_Exercise brief_: The task calls for an exact copy of the records, without any images.

Records from a dataset
━━━━━━━━━━━━━━━━

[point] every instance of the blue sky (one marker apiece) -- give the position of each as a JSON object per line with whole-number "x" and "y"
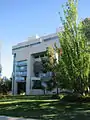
{"x": 20, "y": 19}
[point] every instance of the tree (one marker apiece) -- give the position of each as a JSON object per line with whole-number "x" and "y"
{"x": 86, "y": 28}
{"x": 49, "y": 64}
{"x": 74, "y": 64}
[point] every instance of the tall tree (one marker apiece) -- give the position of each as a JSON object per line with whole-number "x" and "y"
{"x": 74, "y": 64}
{"x": 49, "y": 64}
{"x": 86, "y": 28}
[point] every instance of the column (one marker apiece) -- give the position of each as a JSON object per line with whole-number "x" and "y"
{"x": 28, "y": 76}
{"x": 14, "y": 83}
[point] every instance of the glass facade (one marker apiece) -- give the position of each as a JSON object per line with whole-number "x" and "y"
{"x": 21, "y": 71}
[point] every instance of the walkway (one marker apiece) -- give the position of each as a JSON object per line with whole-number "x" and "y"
{"x": 10, "y": 118}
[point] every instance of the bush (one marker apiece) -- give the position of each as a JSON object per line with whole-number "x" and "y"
{"x": 75, "y": 98}
{"x": 55, "y": 96}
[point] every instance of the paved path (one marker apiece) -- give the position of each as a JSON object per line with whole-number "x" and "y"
{"x": 10, "y": 118}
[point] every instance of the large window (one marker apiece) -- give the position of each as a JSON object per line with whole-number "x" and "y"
{"x": 21, "y": 71}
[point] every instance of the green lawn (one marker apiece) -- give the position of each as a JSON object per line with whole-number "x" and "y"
{"x": 43, "y": 108}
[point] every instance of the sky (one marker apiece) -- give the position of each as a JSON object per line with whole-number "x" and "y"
{"x": 20, "y": 19}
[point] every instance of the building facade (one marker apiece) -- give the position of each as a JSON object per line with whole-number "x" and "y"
{"x": 26, "y": 55}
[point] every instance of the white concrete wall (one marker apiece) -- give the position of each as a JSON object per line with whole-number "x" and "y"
{"x": 26, "y": 54}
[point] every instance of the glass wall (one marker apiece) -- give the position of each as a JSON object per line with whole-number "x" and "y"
{"x": 21, "y": 71}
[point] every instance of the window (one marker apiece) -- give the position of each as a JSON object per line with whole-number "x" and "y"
{"x": 35, "y": 43}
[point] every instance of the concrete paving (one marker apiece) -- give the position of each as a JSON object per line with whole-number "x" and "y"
{"x": 11, "y": 118}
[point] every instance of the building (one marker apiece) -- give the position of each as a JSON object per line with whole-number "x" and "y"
{"x": 25, "y": 56}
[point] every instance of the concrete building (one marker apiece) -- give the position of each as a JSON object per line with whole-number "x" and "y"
{"x": 25, "y": 55}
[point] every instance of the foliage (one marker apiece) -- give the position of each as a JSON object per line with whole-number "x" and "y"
{"x": 74, "y": 64}
{"x": 49, "y": 65}
{"x": 86, "y": 28}
{"x": 5, "y": 86}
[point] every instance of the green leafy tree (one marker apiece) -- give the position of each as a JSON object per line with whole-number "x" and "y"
{"x": 86, "y": 28}
{"x": 74, "y": 64}
{"x": 49, "y": 65}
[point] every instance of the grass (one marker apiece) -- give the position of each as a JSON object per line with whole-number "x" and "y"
{"x": 43, "y": 108}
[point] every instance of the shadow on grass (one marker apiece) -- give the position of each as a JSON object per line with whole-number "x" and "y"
{"x": 45, "y": 110}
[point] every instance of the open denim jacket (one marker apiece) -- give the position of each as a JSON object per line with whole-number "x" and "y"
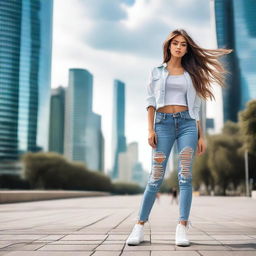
{"x": 156, "y": 91}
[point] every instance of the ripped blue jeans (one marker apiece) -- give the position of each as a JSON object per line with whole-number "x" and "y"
{"x": 170, "y": 127}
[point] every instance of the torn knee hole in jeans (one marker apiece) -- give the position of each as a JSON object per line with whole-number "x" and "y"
{"x": 158, "y": 169}
{"x": 185, "y": 161}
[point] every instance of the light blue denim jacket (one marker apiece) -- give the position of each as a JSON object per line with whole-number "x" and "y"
{"x": 156, "y": 91}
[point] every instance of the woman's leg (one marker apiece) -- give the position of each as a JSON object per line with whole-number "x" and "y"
{"x": 187, "y": 145}
{"x": 164, "y": 129}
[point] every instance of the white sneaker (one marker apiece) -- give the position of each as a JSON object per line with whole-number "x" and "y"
{"x": 136, "y": 236}
{"x": 181, "y": 237}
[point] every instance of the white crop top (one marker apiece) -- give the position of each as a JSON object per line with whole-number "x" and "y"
{"x": 176, "y": 89}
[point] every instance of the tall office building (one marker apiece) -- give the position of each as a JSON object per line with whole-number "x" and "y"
{"x": 57, "y": 117}
{"x": 118, "y": 131}
{"x": 94, "y": 147}
{"x": 236, "y": 29}
{"x": 25, "y": 69}
{"x": 78, "y": 109}
{"x": 83, "y": 138}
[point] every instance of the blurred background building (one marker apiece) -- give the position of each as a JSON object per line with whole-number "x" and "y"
{"x": 25, "y": 72}
{"x": 118, "y": 130}
{"x": 57, "y": 120}
{"x": 83, "y": 139}
{"x": 236, "y": 29}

━━━━━━━━━━━━━━━━

_Written solution_:
[point] every instance of the blue sky (one marker apiece) -- give the position of each as a JSON object per line with whole-number "x" and "y"
{"x": 20, "y": 19}
[point] every instance of the tree (one marker apiece) -- give the position of each as a JSON object per line with whole-number "x" and "y"
{"x": 86, "y": 28}
{"x": 49, "y": 64}
{"x": 74, "y": 64}
[point] every instance of the tall tree (one marker apiece) -- give the position of each as a JSON object per line with whole-number "x" and "y"
{"x": 74, "y": 64}
{"x": 49, "y": 64}
{"x": 86, "y": 28}
[point] every instance of the column (one marker apiece) -- give the position of each as a JSON object per line with whole-number "x" and "y"
{"x": 28, "y": 76}
{"x": 14, "y": 83}
[point] every instance of the glass facade (one marker apiece) -- give the position of each as a JSON object per line with whole-number "x" and "y"
{"x": 21, "y": 71}
[point] every instance of the walkway (one marker apiece) -- give the position of each as a JSON object per line with whole-number "x" and "y"
{"x": 10, "y": 118}
[point] every instance of the bush (one marker apiece) -- give the position of each as a JSON object per line with whole-number "x" and "y"
{"x": 75, "y": 98}
{"x": 55, "y": 96}
[point] every instance of the paved path (one marker apiece) -- give the position of each as a JSON object per line with whole-number "x" and "y"
{"x": 10, "y": 118}
[point] every instance of the large window (one marker apiece) -- give the position of each as a JSON object per line with whole-number "x" and "y"
{"x": 21, "y": 71}
[point] every instance of the green lawn (one marker apiece) -- give the position of each as a JSON object per line with whole-number "x" and "y"
{"x": 43, "y": 108}
[point] every instance of the sky (one marker apiece) -- give the position of each as a JSON object per line with whole-number "x" and "y"
{"x": 20, "y": 19}
[point] every instance of the building facade (one marker apiece) -- give the position of each as a JSON object per line with whole-number "x" and "y"
{"x": 26, "y": 55}
[point] every instance of the white concrete wall (one marker apiece) -- give the position of each as a JSON object per line with whole-number "x" and "y"
{"x": 26, "y": 54}
[point] every instance of the glass wall (one marker apiece) -- give the position of each as a JSON object per line with whole-number "x" and "y"
{"x": 21, "y": 71}
[point] every instance of the window (one marker apiece) -- give the position of each as a JSON object per line with whole-number "x" and "y"
{"x": 35, "y": 43}
[point] every instance of the concrete paving (one marker apiece) -- give the position of each as a JSON object per line with whole-number "x" and "y"
{"x": 11, "y": 118}
[point] every instance of the building (one marker apiece) -- give the position of each as a JSON object per line with whole-number "x" and "y"
{"x": 25, "y": 56}
[point] every instance of the concrete building (one marker apiece) -- give the position of each as a JSON object per line with whole-number "x" and "y"
{"x": 25, "y": 55}
[point] every instance of the foliage (one marker apiece) -- give the position of each as a JSON object per line with whole-number "x" and "y"
{"x": 74, "y": 64}
{"x": 49, "y": 65}
{"x": 86, "y": 28}
{"x": 5, "y": 86}
[point] every instance of the green leafy tree (one marker apiece) -- give the position of each as a JSON object per line with whole-number "x" and "y"
{"x": 86, "y": 28}
{"x": 74, "y": 64}
{"x": 49, "y": 65}
[point] every instance of the grass (one marker apiece) -- give the position of each as a JSON object per line with whole-number "x" and "y"
{"x": 43, "y": 108}
[point] every instance of the shadow on grass (one marker apiece) -- give the position of each as a JSON object per line with whole-number "x" and "y"
{"x": 45, "y": 110}
[point] every instance of the open denim jacket (one marker apiece) -- give the position of each as a JSON object per line with whole-number "x" and "y"
{"x": 156, "y": 91}
[point] every instance of the ripped blue jeans (one marker apiece) -- give the position of each as a JSON object per line with whole-number "x" and "y"
{"x": 170, "y": 127}
[point] every instance of the torn knee hole in jeans (one marker apiece) -- give the position of each as a JSON object per line with whole-number "x" and "y"
{"x": 158, "y": 169}
{"x": 185, "y": 161}
[point] every instance of the light blue denim jacket (one marker apiece) -- give the position of each as a JSON object per line with whole-number "x" and "y"
{"x": 156, "y": 91}
[point] every instance of the woman's leg (one marker apiece) -- give the position of each as a JSON object per line with whole-number "x" and "y"
{"x": 187, "y": 145}
{"x": 164, "y": 129}
[point] every instance of the white sneaker (one marker apiece) -- give the position of each as a JSON object per line with whole-number "x" and "y"
{"x": 136, "y": 236}
{"x": 181, "y": 237}
[point] every instance of the white crop top (one marker apiece) -- give the position of each as a JSON object per line with whole-number "x" and "y"
{"x": 176, "y": 89}
[point] every instance of the tall office building (one marker apiece) -- give the position of each as a JSON object per line with whole-number "x" and "y"
{"x": 57, "y": 117}
{"x": 118, "y": 131}
{"x": 94, "y": 147}
{"x": 236, "y": 29}
{"x": 25, "y": 69}
{"x": 78, "y": 109}
{"x": 83, "y": 138}
[point] every instance of the blurred background building (one marker apiece) -- give the position of each as a JSON object per line with whole-number "x" and "y"
{"x": 25, "y": 72}
{"x": 118, "y": 130}
{"x": 57, "y": 120}
{"x": 83, "y": 139}
{"x": 236, "y": 29}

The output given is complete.